Activation Function: Choose the Best Function for your Network

Among the various activation functions that you can choose from, which one is the best for your model?

Dhruv Kumar Patwari
Nerd For Tech
9 min readJul 11, 2021

--

Activation functions are the most crucial part of a neural network; they can make or break a model. This article summarises all the available activation functions and their pros, cons, and use cases. You can use this as a reference to find the one which best suits your needs and read more about that elsewhere.

To learn more about Neural networks and how activation fits into the larger scheme of things, check out my previous articles, Part 1 and Part 2.

What is an activation function?

Simply defined, an activation function is a function introduced to an artificial neural network to aid the network in learning complicated patterns in the input data. Normalising the input data is one of the prominent roles of an activation function. No one data point should get more preference only because it has a numerically significant value. It receives the primary neuron’s output signal and changes it into a form used as input to the next neuron.

Activation Function in a neuron

Your neural network will, in general, contain two sorts of activation functions. The first is an activation function in hidden layers, and the second is in the output layer. Each layer usually has the same activation function, and there can be multiple activation functions for different hidden layers in a network.
•••
STATED PROBLEM 1: Translate this sentence from the article on activation functions into Spanish: "Each layer usually has the same activation function, and there can be multiple activation functions for different hidden layers in a network."
STATED PROBLEM 2: Take the article on activation functions further, starting right after its final sentence.
The data that comes after this point is from a separate source.

DATA LINES:
•••
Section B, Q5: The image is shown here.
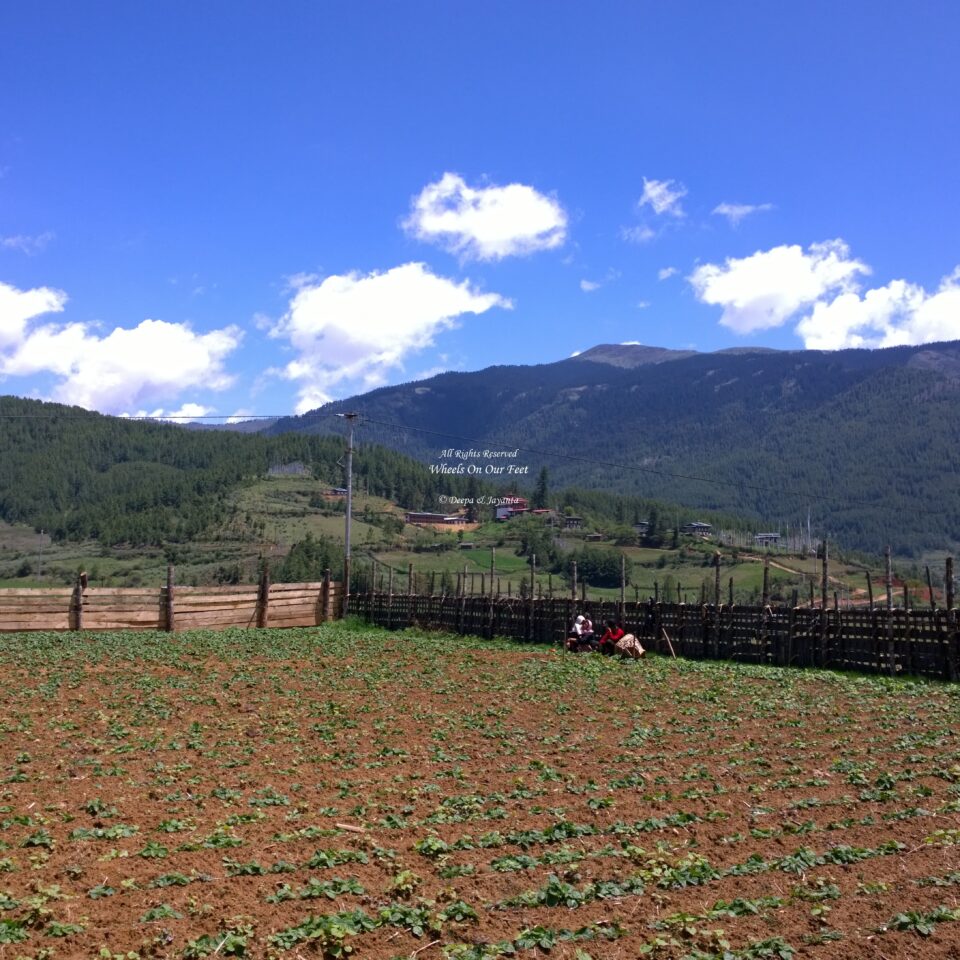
•••
EXERCISE RESULT 1: Cada capa suele tener la misma función de activación, y puede haber varias funciones de activación para distintas capas ocultas en una red.

EXERCISE RESULT 2:
Desirable properties of an activation function

An activation function should have a few characteristics without which the network’s accuracy or speed might take a hit. I will explain the main ones here.

Differentiable

Neural networks use gradient descent for learning, and learning using gradient descent requires a function to be differentiable. If a function is not differentiable, then it cannot be used as an activation function.

Vanishing Gradient problem

As the name suggests, Vanishing gradient means that the loss function approaches 0 when more layers with specific activation functions are added to neural networks, making the network difficult to train. This means that as the layers keep increasing, the latter half of the layers in backpropagation (Learning phase of the neural network) do not have enough data to learn, so the network approaches a bottleneck on the highest accuracy it can achieve irrespective of how good the dataset is.

It is apparent now that we should avoid using any function with a vanishing gradient problem.

Zero-Centered

If a function is zero centric, it has the flexibility of going in both directions and captures the essence of the data better than a function that has a range between 0 and infinity.

Computational Expense

Our network can have thousands of densely connected nodes resulting in performing a calculation millions of times. If that calculation is computationally expensive, our network will learn slowly and require high computational capacity. Hence, the Activation function should be computationally inexpensive.

Types of activation function

Binary step function

Step Function
Source: Wikimedia | Step function

The binary step function is as the name suggests; if the x value is greater than 0, then y is 1; otherwise, 0. The binary step function was one of the first activation functions to be used in a neural network.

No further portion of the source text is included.